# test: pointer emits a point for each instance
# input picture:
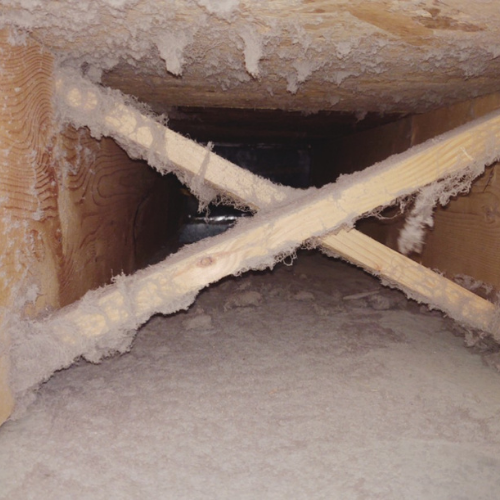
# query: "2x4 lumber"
(450, 155)
(253, 243)
(419, 282)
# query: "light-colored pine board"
(402, 174)
(416, 280)
(253, 243)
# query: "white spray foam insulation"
(286, 45)
(104, 321)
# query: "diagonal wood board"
(98, 324)
(407, 173)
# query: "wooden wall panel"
(466, 234)
(102, 196)
(28, 190)
(69, 204)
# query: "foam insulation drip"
(105, 320)
(142, 135)
(276, 48)
(412, 235)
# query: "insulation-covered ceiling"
(345, 55)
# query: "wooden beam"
(449, 155)
(68, 203)
(417, 281)
(255, 243)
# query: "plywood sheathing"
(68, 204)
(465, 236)
(351, 55)
(104, 320)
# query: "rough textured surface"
(288, 398)
(308, 55)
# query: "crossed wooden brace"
(287, 219)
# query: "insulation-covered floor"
(285, 385)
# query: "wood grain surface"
(69, 204)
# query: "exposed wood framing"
(256, 242)
(67, 202)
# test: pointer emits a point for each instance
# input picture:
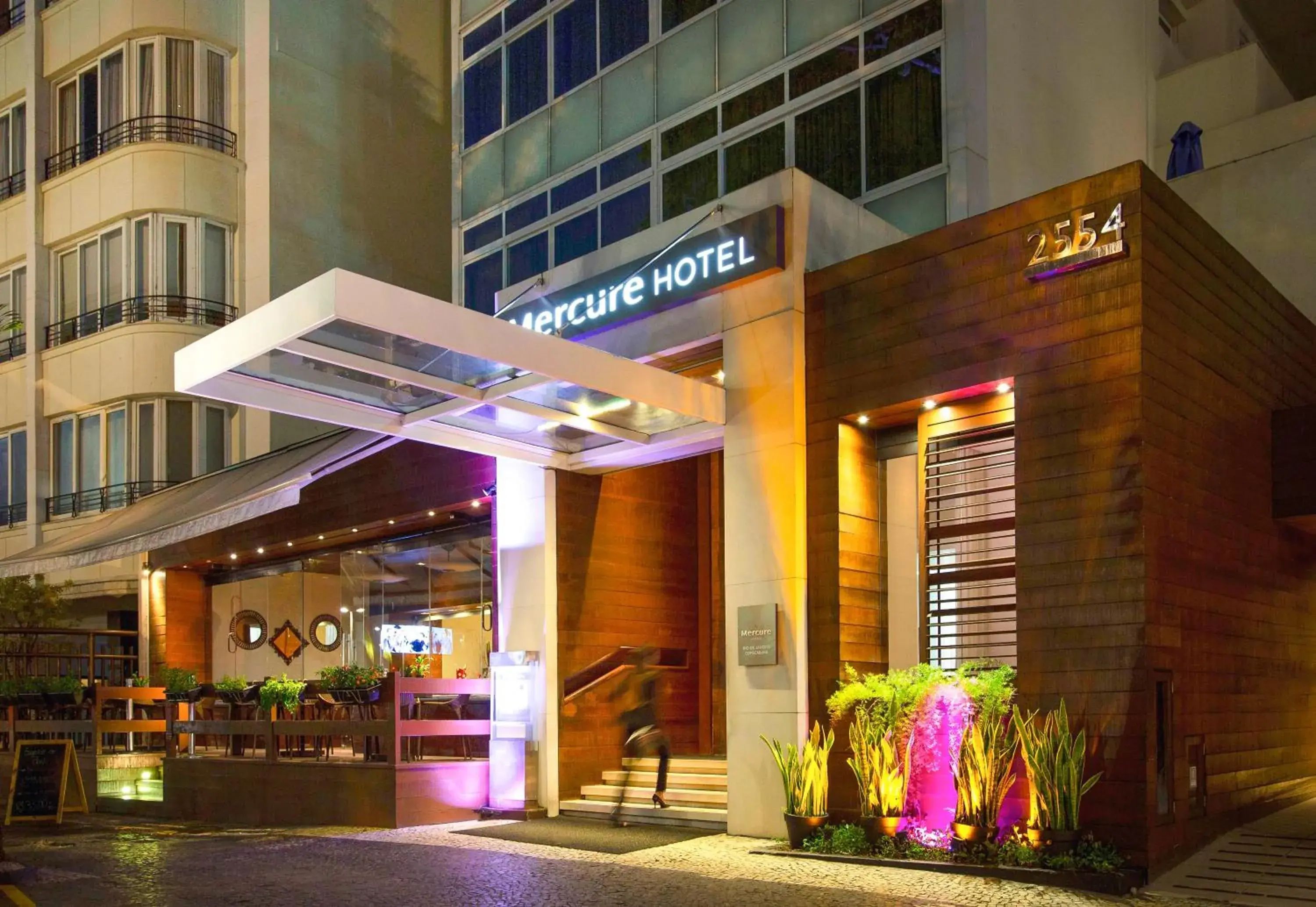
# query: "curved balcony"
(144, 129)
(169, 310)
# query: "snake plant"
(805, 772)
(1055, 761)
(982, 773)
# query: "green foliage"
(982, 775)
(805, 772)
(28, 602)
(232, 684)
(281, 692)
(1055, 761)
(352, 677)
(175, 680)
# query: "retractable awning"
(204, 505)
(362, 353)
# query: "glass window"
(812, 20)
(483, 233)
(697, 129)
(628, 99)
(626, 165)
(756, 102)
(826, 68)
(749, 39)
(824, 144)
(482, 36)
(902, 31)
(145, 441)
(674, 12)
(62, 457)
(526, 214)
(623, 28)
(116, 446)
(690, 186)
(626, 215)
(178, 440)
(483, 279)
(751, 160)
(686, 68)
(576, 237)
(482, 98)
(574, 58)
(519, 11)
(528, 258)
(905, 119)
(528, 73)
(574, 190)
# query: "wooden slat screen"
(970, 546)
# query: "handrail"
(614, 664)
(154, 128)
(158, 307)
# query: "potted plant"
(805, 781)
(1055, 761)
(982, 776)
(281, 692)
(352, 685)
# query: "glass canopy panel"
- - - -
#### Objective
Please count how many rows above contain the string "panel", and reply with that number alone.

#### Response
2